#### [Task description]
Extract every line from the records below that contains the word "tight".

#### [Provided entries]

[Start of section]

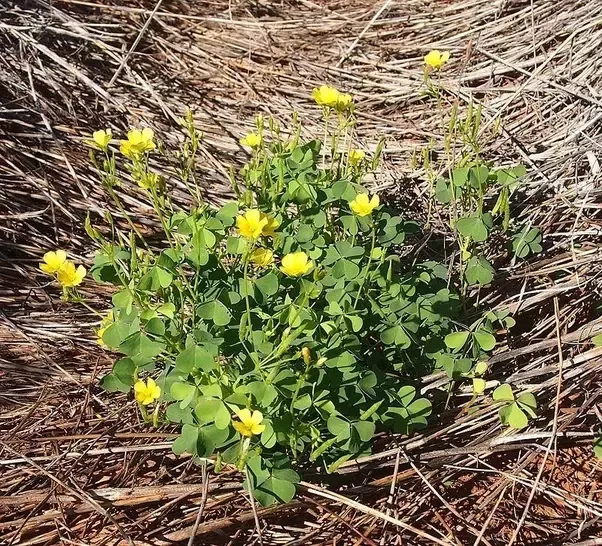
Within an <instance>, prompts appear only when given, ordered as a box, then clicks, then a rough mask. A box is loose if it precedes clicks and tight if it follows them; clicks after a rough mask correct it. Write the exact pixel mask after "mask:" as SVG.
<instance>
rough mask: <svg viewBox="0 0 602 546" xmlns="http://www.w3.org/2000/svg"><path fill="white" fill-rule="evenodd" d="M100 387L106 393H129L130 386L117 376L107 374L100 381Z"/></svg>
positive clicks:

[End of section]
[Start of section]

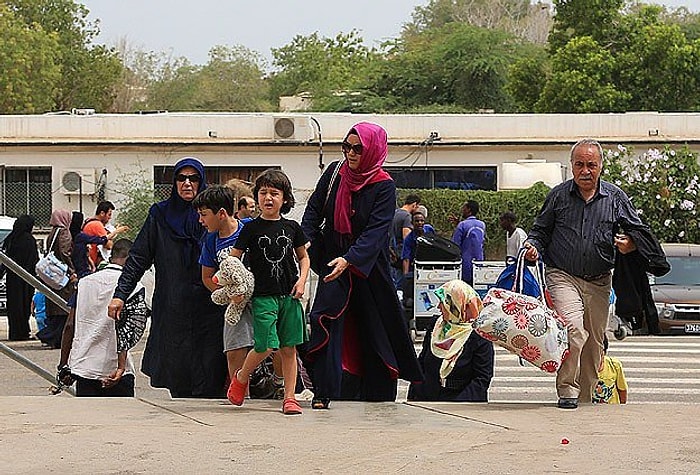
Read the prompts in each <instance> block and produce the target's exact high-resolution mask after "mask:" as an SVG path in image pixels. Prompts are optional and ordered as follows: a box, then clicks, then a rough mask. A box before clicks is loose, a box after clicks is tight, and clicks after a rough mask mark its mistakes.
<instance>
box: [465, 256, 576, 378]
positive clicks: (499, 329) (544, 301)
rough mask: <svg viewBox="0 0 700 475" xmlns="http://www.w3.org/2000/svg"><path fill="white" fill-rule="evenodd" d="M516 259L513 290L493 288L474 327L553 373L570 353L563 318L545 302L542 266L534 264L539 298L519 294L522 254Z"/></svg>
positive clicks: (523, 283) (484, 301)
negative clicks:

[End of section]
[Start of section]

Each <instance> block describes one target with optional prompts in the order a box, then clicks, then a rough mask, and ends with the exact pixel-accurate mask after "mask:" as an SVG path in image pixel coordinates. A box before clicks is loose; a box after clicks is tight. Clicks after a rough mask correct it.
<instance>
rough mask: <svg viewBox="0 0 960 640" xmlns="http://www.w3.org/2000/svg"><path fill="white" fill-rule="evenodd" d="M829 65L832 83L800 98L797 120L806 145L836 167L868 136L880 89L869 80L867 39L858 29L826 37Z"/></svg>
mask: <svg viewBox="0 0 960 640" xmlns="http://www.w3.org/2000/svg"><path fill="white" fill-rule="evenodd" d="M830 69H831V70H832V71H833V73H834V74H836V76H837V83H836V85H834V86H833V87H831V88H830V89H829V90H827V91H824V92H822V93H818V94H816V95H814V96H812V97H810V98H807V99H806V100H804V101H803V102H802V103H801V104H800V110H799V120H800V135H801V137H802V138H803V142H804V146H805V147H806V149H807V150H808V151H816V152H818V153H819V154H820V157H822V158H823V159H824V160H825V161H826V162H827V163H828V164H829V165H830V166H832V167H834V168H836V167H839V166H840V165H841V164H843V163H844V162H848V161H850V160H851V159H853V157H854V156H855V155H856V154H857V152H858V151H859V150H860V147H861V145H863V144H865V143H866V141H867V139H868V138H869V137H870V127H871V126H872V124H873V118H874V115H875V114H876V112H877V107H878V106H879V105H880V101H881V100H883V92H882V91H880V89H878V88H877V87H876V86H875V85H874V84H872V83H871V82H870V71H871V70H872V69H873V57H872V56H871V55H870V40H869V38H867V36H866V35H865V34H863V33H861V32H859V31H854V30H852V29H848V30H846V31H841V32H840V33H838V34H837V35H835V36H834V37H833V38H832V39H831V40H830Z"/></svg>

[End of section]

#### [Answer to the exercise]
Within an <instance>, prompts appear only when given, ordered as a box, then clicks, then a rough mask. A box is loose if it precedes clicks and tight if it follows them; clicks after a rough mask correct it. Write the exact pixel mask after "mask:" as SVG.
Read the prompts in each <instance> block and produce the target's exact high-resolution mask after "mask:" as an SVG path in image pixels. Prompts are optional and ordered as follows: a box, then clicks, then a rough mask. A box before clicks is loose, a box after clicks is tight, and clicks after a rough mask mark its mistakes.
Each <instance> block describes one target with optional prompts in the order a box, then clicks, then a rough mask, and ends with the exact pixel-accurate mask after "mask:" as an SVG path in image pixel coordinates. A box before clicks is loose; a box after clicks is tight. Clicks after a rough mask correct it.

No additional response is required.